▶ _Stated problem_
Rewrite each line of the records below as one item in a numbered list, omitting any blank lines.
%%
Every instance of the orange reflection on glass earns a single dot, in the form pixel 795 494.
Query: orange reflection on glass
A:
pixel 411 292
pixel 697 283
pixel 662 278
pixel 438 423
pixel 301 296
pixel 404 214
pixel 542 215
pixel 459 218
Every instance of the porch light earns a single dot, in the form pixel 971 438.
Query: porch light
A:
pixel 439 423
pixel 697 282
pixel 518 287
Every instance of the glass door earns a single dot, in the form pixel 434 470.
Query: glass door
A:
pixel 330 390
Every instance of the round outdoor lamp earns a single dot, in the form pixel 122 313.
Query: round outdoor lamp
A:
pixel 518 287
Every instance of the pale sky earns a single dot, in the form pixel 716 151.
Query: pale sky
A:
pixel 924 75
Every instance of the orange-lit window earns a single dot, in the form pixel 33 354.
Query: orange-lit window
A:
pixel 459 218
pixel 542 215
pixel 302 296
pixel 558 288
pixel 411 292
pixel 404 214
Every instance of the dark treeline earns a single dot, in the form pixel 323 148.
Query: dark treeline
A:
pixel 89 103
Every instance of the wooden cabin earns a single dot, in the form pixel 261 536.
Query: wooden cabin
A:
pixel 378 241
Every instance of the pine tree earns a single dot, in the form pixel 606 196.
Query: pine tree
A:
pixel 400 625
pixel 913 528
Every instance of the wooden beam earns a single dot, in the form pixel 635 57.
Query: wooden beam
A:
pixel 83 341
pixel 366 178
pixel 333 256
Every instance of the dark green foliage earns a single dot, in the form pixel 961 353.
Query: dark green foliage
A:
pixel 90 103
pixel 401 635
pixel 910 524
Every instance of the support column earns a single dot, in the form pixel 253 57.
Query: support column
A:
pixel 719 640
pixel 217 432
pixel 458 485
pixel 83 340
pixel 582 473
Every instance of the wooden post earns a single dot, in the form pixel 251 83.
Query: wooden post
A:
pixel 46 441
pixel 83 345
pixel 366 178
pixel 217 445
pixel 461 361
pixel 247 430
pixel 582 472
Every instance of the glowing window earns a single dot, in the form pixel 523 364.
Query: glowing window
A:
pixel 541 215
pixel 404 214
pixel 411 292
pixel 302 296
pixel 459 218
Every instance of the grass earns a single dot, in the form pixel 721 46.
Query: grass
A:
%%
▶ _Exercise response_
1. Every instance of the orange reflection on glass earns a single dot, in the form pixel 795 494.
2. Query: orange reflection on glass
3. A:
4. pixel 411 292
5. pixel 697 283
6. pixel 662 278
7. pixel 438 423
8. pixel 301 296
9. pixel 404 214
10. pixel 542 215
11. pixel 459 218
12. Every instance of the porch light earns a single dot, in the form pixel 971 438.
13. Query: porch light
14. A:
15. pixel 439 423
16. pixel 697 282
17. pixel 518 287
18. Every instance of the glass door earns a single dot, in the form pixel 434 470.
19. Query: glass door
20. A:
21. pixel 330 390
22. Every instance of the round outdoor lamp earns a single dot, in the form pixel 122 313.
23. Query: round outdoor lamp
24. A:
25. pixel 518 287
26. Every instance of the pale sky earns a single dot, in the form pixel 716 151.
27. Query: pale sky
28. A:
29. pixel 924 75
30. Every instance of the orange-lit window earns a single dot, in the form pixel 33 354.
31. Query: orange-lit window
32. A:
33. pixel 459 218
34. pixel 542 215
35. pixel 302 296
36. pixel 558 288
37. pixel 411 292
38. pixel 404 214
39. Every instance of the dark treeline earns a single dot, in the form pixel 323 148.
40. Query: dark treeline
41. A:
42. pixel 89 103
43. Every instance of the wooden cabin earns a single dot, in the form pixel 261 536.
44. Query: wooden cabin
45. A:
46. pixel 378 241
47. Every instance of the pine tree earns a single dot, in the form pixel 606 196.
48. Query: pine tree
49. A:
50. pixel 400 625
51. pixel 913 528
52. Every instance of the wooden beam earns a single dot, in the form pixel 635 57.
53. Query: wooden beam
54. A:
55. pixel 83 341
56. pixel 366 178
57. pixel 333 256
58. Every instance of the dark green foliage earns a single dot, in the form pixel 961 353.
59. Query: dark green foliage
60. A:
61. pixel 90 103
62. pixel 401 635
63. pixel 910 524
64. Every instance of the support column earns a single dot, in the form pixel 253 57.
65. Query: support column
66. A:
67. pixel 719 640
68. pixel 217 432
69. pixel 458 485
70. pixel 83 340
71. pixel 582 473
72. Every instance of the wooden post earns a single dot, in the form pixel 251 83.
73. Query: wooden post
74. A:
75. pixel 46 441
76. pixel 83 345
77. pixel 366 178
78. pixel 217 445
79. pixel 461 361
80. pixel 247 430
81. pixel 582 472
82. Every instance of the glowing window earns a single dot, in the form pixel 523 364.
83. Query: glowing window
84. A:
85. pixel 541 215
86. pixel 404 214
87. pixel 411 292
88. pixel 302 296
89. pixel 459 218
90. Every instance of the grass earns a single dot, in the form pixel 721 46.
91. Query: grass
92. A:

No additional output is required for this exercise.